Description of the task: Rewrite the forum post about tracking down shader NaN issues, starting with "We do, there" and going on through "be 110% sure).", substituting "URP" for "HDRP".

START Text under study

We do, there is a lot of good advice in your post. Let me detail our use cases a little bit more.
The shaders are essentially a shader graph recreation for HDRP shaders for the features we want and stripped of everything we don’t need for performance gains and also enforcing as few shader variants as possible (for which HDRP/Lit is horrible).
In addition to that we have a global effect where we shade portions of the world with a different set of textures, the normal blending for that is done exactly as you outline there, we don’t have 0 vectors in normals (well to my knowledge atleast but i was aware of this when creating the effects, but obviously our project has a NaN issue Somewhere so i’ll revisit that portion of it again just to be 110% sure).
Biggest problem is reproducibility and the NaN tracker seems a tad inadequate for the job for rare occurrences. Spending a full week doing nothing but walking around with it on doesn’t seem like a very productive course of action since there is no guarantee of success.
Guess what i’m really asking for is, do better methods of finding NaN issues exist than the renderpipeline debug view which not fit for debugging intermittent issues such as we’re experiencing.

END Text under study
START Data to examine

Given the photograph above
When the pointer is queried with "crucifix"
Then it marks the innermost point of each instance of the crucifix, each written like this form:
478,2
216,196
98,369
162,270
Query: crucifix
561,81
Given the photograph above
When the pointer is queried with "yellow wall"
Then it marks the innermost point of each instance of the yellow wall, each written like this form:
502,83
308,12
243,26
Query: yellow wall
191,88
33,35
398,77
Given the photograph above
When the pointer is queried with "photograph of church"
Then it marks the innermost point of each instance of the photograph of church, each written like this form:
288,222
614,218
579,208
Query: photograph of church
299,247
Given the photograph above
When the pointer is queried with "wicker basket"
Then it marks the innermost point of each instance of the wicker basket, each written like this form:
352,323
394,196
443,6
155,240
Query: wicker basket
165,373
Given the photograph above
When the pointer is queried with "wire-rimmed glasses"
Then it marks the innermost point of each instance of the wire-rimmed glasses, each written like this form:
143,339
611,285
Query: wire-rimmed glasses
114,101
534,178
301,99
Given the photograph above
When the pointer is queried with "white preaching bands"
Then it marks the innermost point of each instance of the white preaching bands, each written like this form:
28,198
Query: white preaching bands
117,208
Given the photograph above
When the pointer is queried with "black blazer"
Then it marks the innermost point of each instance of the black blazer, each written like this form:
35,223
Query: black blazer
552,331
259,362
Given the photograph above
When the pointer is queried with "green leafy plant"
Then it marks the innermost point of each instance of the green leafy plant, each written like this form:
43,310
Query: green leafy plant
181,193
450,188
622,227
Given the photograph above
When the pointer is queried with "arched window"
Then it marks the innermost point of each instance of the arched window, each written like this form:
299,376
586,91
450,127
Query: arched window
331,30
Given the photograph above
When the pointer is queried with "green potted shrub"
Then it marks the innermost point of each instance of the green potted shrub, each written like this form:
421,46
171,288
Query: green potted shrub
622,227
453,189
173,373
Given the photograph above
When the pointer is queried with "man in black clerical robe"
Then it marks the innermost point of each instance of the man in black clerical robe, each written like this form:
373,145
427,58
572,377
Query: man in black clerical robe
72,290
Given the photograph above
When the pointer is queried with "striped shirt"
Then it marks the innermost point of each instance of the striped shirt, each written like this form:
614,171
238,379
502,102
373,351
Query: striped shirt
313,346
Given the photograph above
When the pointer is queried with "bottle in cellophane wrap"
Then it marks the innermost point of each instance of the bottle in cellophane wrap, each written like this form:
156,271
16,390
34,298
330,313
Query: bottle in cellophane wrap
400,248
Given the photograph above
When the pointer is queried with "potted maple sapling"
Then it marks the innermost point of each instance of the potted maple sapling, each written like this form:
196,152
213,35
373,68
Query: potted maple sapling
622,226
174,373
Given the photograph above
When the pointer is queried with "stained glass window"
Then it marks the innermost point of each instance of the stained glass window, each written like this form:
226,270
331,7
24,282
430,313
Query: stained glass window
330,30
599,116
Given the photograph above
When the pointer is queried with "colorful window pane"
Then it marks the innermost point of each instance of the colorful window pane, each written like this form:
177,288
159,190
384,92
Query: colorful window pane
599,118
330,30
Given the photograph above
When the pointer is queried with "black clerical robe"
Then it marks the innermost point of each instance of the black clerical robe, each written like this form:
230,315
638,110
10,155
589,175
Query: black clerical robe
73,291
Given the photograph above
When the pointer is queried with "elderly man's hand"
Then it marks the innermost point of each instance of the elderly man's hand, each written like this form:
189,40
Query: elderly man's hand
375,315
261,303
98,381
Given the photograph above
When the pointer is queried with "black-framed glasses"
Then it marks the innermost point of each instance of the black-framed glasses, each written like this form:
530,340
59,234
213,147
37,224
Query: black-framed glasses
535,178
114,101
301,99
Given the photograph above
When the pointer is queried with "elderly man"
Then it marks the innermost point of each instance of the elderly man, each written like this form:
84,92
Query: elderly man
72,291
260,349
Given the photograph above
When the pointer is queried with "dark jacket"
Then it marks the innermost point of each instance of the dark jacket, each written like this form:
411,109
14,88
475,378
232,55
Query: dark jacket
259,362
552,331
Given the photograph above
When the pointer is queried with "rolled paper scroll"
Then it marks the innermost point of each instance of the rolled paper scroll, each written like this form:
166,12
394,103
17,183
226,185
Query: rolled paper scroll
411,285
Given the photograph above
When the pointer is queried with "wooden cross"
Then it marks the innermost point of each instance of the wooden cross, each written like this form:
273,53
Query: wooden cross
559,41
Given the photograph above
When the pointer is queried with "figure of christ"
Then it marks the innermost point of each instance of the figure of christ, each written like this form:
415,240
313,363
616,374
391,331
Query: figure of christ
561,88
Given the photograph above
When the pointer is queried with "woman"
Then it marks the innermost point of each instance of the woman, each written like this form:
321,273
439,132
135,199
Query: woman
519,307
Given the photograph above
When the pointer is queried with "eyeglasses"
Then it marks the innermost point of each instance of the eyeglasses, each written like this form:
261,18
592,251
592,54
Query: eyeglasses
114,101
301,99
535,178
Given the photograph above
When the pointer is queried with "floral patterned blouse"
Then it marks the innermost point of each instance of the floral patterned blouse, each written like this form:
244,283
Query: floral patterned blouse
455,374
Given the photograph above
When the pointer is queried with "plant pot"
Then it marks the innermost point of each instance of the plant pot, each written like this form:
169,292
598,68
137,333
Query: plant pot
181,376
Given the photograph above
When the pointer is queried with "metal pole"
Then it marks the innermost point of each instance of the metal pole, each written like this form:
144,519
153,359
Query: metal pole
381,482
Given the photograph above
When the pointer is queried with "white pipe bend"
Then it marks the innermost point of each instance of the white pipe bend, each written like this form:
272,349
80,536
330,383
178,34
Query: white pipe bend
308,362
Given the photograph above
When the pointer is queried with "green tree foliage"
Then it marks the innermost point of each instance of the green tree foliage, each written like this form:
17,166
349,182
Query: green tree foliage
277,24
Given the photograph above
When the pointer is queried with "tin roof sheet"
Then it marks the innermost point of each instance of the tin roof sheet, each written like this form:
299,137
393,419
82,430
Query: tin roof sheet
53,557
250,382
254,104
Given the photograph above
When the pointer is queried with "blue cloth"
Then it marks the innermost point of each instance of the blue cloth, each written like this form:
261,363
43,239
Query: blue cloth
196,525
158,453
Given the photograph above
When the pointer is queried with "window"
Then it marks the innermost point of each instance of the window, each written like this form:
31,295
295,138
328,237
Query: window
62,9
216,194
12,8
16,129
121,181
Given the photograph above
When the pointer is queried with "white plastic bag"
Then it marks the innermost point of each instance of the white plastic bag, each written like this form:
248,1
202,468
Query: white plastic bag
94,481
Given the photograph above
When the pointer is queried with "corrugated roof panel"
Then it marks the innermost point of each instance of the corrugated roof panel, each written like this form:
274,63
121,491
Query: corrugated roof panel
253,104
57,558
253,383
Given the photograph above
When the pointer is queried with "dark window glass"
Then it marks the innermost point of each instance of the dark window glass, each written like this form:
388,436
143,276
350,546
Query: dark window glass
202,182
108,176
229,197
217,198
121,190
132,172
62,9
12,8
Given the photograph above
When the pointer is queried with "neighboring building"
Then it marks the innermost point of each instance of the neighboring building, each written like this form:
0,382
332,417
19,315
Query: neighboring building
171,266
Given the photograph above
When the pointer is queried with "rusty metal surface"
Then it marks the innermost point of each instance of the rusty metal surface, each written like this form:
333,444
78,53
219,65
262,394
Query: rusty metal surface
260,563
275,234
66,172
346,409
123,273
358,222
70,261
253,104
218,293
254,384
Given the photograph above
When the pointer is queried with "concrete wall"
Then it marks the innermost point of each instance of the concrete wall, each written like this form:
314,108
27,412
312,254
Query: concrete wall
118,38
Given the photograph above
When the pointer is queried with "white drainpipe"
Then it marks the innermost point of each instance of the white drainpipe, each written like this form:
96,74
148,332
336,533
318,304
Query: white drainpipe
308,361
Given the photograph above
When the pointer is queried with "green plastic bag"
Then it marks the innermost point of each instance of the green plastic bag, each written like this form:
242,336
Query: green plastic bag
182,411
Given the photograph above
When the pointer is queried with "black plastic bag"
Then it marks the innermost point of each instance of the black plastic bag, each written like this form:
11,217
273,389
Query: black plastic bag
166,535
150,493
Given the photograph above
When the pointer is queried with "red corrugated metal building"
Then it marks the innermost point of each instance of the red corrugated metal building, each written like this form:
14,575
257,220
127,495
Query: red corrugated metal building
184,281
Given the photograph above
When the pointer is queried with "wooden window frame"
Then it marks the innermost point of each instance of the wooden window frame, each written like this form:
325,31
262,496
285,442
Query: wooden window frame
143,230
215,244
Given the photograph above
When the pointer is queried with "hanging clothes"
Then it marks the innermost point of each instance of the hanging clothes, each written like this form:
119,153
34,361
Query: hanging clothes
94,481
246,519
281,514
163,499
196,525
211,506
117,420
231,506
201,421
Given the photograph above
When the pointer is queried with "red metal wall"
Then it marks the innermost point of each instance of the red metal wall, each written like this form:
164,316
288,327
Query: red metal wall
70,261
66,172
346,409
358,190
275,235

END Data to examine

Output of the exercise:
We do, there is a lot of good advice in your post. Let me detail our use cases a little bit more.
The shaders are essentially a shader graph recreation for URP shaders for the features we want and stripped of everything we don’t need for performance gains and also enforcing as few shader variants as possible (for which URP/Lit is horrible).
In addition to that we have a global effect where we shade portions of the world with a different set of textures, the normal blending for that is done exactly as you outline there, we don’t have 0 vectors in normals (well to my knowledge atleast but i was aware of this when creating the effects, but obviously our project has a NaN issue Somewhere so i’ll revisit that portion of it again just to be 110% sure).